• **Exercise directions**:
In the climate and operating conditions text, which system has the lowest module T98, and what is that value?

• **Provided text**:
* Begin *
3.1 Climate and operating conditions
The statistical analysis of the weather data based on the indicators described in Section 2.3.1 help to capture and understand the microclimates affecting each PV system, in terms of thermal, thermo-mechanical and irradiance stress. All findings are derived from 13 years of meteorological data collected at the sites (Fig. 4). In terms of thermal stress, module and ambient temperature probability densities (Fig. 4a and c) reveal that high-altitude locations provide the coldest operating conditions (minimum −31 °C), while the building-applied rooftop system at low-altitude location reaches the highest module temperatures (maximum 74 °C). Module T98 (Fig. 4b) is influenced not only by site altitude but also by system mounting configuration, explaining why the mid-altitude open-rack system (1270m-OR-SM55) has the lowest T98 at 40 °C. For ambient T98 (Fig. 4d), high-altitude locations show the lowest values, at 10 °C and 15 °C. Overall, in terms of expected thermal stress, the BAPV low-altitude system (552m-BA-SM55) experiences the most demanding operating conditions.
 |
| Fig. 4 Statistical analysis of the meteorological data. (a)–(d) Thermal stress: module and ambient temperature distributions and 98th percentile temperatures. (e) and (f) Thermo-mechanical stress: diurnal temperature variation distributions and total temperature travelled. (g) and (h) Irradiance stress: plane-of-array irradiance distribution (values 50 W m−2 filtered out to avoid nighttime and low irradiance) and total irradiation. All datasets are filtered between 2005–2018 to compare the same time periods and number of years. | |
The probability density of diurnal temperature variation at the module level and the total temperature travelled are used to evaluate thermo-mechanical stress (Fig. 4e and f). Diurnal temperature variations reflect intra-day thermo-mechanical stress in module components due to differences in thermal expansion coefficients. Results indicate that the highest-altitude site (3462m-VF-SM75) experiences the greatest day–night temperature variations, likely due to freezing nighttime temperatures. In the mid- and low-altitude range, the BAPV system (552m-BA-SM55) exhibits the largest diurnal temperature variations, which may be attributed to reduced ventilation compared to open-rack or ventilated roof configurations. On top of day–night temperature fluctuations, total accumulated thermo-mechanical stress is estimated by the total temperature travelled. Interestingly, low-altitude ventilated roofs show the highest temperature travelled, likely due to faster cooling rates and thus lower thermal inertia. In contrast, the BAPV system has the lowest total temperature traversed, reflecting higher thermal inertia. Overall, frequent temperature ramping events induce material stress, with thermo-mechanical stress appearing more pronounced in low- to mid-altitude systems with partial ventilation.
* End *
• **Material**:
* Begin *
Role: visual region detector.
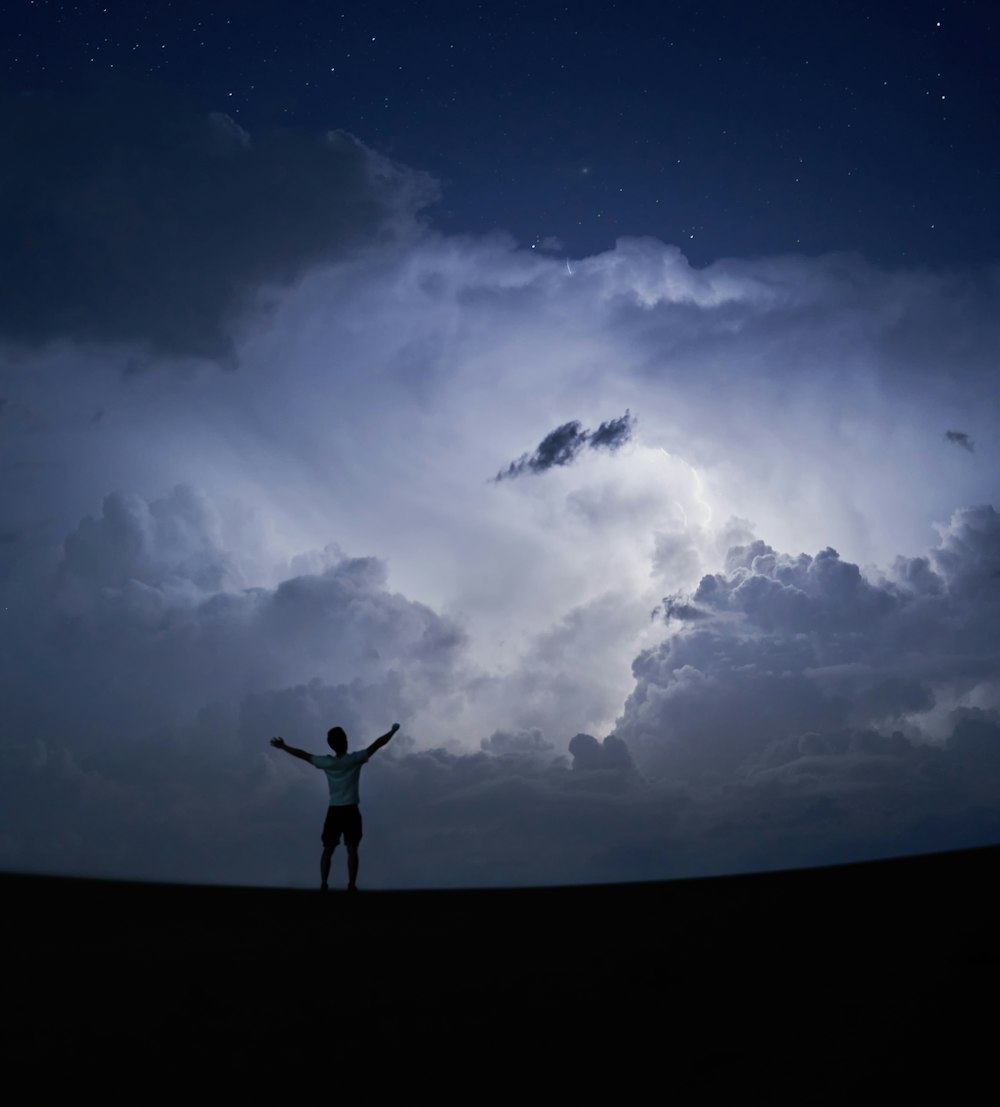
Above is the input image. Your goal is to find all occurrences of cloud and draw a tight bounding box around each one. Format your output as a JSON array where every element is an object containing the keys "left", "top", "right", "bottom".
* End *
• **Answer to the problem**:
The mid-altitude open-rack system (1270m-OR-SM55), at 40 °C.